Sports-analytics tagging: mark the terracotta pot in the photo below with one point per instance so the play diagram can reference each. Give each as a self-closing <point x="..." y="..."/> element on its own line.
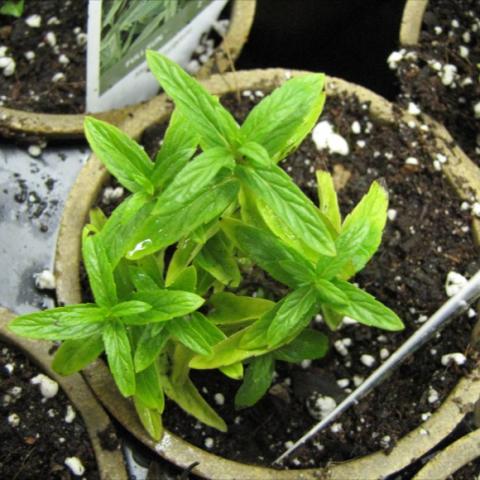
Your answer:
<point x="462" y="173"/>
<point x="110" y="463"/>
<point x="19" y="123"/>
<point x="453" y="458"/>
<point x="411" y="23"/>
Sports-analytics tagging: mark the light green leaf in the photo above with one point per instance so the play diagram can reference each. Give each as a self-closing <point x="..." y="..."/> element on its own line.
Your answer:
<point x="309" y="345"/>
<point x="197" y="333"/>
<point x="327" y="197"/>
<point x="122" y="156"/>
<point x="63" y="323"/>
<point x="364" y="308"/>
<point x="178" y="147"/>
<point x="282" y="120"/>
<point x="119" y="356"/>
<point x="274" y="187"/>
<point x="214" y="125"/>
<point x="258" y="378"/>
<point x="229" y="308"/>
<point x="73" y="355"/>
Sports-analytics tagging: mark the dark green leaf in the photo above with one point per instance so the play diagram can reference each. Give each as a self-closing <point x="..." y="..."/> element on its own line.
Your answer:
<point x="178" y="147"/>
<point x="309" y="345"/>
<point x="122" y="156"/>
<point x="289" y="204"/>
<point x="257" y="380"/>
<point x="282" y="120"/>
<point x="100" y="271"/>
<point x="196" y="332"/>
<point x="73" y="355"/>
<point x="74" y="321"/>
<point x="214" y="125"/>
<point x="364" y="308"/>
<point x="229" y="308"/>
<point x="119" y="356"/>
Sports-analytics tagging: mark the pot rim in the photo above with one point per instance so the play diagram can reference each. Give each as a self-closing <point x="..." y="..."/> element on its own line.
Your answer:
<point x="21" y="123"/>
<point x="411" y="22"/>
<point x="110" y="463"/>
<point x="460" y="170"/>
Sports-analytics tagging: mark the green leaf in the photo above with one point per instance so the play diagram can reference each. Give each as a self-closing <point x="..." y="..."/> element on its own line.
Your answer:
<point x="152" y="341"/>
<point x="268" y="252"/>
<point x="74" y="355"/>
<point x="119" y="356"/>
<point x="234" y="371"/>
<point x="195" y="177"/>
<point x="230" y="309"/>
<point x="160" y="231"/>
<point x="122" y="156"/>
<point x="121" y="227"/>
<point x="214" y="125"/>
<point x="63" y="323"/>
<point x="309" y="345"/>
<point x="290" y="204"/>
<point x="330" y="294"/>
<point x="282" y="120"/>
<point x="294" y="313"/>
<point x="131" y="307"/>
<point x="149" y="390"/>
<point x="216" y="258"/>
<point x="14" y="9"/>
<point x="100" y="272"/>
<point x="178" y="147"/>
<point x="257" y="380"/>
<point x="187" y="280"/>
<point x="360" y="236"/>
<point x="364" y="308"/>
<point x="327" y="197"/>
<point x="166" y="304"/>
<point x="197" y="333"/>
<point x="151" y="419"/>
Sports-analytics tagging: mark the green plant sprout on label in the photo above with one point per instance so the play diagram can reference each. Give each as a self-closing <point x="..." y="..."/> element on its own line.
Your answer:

---

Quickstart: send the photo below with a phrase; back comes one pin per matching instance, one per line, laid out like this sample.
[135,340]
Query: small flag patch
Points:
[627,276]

-- WHAT IS EXPECTED --
Exactly how many lines of the material contain the word "green"? Write the number alone.

-- OUTPUT FOR THIS EXERCISE --
4